■ **SET TASK**
Reproduce every line of the data below exactly, with no changes.
──────
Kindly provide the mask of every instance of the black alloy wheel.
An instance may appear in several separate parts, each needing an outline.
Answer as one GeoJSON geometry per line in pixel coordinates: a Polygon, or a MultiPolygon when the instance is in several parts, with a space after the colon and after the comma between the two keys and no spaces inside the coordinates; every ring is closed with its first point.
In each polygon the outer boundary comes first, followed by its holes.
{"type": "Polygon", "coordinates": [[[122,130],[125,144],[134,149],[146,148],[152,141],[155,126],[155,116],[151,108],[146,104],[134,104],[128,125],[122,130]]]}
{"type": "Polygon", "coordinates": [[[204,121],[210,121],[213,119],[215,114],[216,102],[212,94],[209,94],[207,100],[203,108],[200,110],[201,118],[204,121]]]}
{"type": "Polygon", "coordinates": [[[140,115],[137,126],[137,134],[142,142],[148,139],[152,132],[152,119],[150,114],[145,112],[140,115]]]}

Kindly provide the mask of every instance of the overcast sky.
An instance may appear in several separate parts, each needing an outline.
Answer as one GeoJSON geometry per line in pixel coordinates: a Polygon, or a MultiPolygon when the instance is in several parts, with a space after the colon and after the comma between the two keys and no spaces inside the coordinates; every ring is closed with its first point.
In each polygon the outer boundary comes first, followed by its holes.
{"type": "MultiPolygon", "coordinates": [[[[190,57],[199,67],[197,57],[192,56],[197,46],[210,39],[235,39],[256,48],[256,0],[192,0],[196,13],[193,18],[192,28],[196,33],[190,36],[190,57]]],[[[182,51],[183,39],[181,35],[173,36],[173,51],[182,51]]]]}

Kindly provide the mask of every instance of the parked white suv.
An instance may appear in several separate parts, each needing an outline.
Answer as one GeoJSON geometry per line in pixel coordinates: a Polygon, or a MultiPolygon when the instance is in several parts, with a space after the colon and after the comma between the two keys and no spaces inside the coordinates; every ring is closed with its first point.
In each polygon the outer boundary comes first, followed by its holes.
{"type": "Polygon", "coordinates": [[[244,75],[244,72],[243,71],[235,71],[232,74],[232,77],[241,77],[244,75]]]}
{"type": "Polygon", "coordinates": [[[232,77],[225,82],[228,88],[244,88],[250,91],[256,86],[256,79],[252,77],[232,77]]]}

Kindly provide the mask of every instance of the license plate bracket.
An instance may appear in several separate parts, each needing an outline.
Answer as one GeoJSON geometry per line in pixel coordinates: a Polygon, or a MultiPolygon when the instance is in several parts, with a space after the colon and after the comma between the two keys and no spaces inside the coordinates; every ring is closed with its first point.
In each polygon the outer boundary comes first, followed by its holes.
──────
■ **ANSWER BELOW**
Kindly provide the mask of every instance of the black alloy wheel.
An instance may appear in several separate parts, each needing an outline.
Answer as one GeoJSON geometry per line in pixel coordinates: a Polygon, or a MultiPolygon when the instance is in several parts, with a space after the colon and after the comma between the two keys and no spaces inside the coordinates; every ring is closed with its first point.
In each polygon the outer boundary comes first, followed by its holes.
{"type": "Polygon", "coordinates": [[[122,130],[125,144],[134,149],[146,148],[152,141],[155,126],[155,116],[151,108],[146,104],[134,104],[128,125],[122,130]]]}
{"type": "Polygon", "coordinates": [[[204,121],[210,121],[213,119],[215,114],[216,102],[212,94],[209,94],[207,100],[203,108],[200,110],[201,118],[204,121]]]}
{"type": "Polygon", "coordinates": [[[140,115],[137,126],[137,134],[142,142],[148,139],[152,132],[152,119],[150,114],[145,112],[140,115]]]}

Kindly provide the mask of every instance of the overcast sky.
An instance may appear in several separate parts, each needing an outline.
Answer as one GeoJSON geometry per line in pixel coordinates: a Polygon, or a MultiPolygon when the instance is in several parts, with a space after the colon and after the comma between the two keys and no spaces inside the coordinates; every ring is closed with its first point.
In each polygon the outer boundary comes first, followed by its holes.
{"type": "MultiPolygon", "coordinates": [[[[190,57],[199,67],[197,57],[192,56],[197,46],[210,39],[235,39],[256,48],[256,0],[192,0],[196,13],[193,18],[192,28],[196,33],[190,36],[190,57]]],[[[182,51],[183,39],[181,35],[173,36],[173,51],[182,51]]]]}

Kindly provide the mask of every instance of the parked white suv.
An instance may appear in several separate parts, each needing an outline.
Answer as one GeoJSON geometry per line in pixel coordinates: a Polygon, or a MultiPolygon when the instance is in several parts, with a space after the colon and after the comma between the two keys and no spaces inside the coordinates; every ring is closed with its first point.
In each polygon the outer boundary comes first, followed by its holes.
{"type": "Polygon", "coordinates": [[[244,75],[244,72],[243,71],[235,71],[232,74],[232,77],[241,77],[244,75]]]}
{"type": "Polygon", "coordinates": [[[232,77],[225,82],[228,88],[244,88],[250,91],[256,86],[256,79],[252,77],[232,77]]]}

Kindly provide the mask of every instance of the license plate bracket.
An instance may appear in several separate parts, each needing an outline.
Answer as one GeoJSON geometry per line in pixel coordinates: a Polygon, or a MultiPolygon when the instance is in several parts, with a space after the colon and after the comma between the two keys and no spaces inside the coordinates; every ring is closed with its first point.
In each polygon the outer boundary comes first, followed by its holes.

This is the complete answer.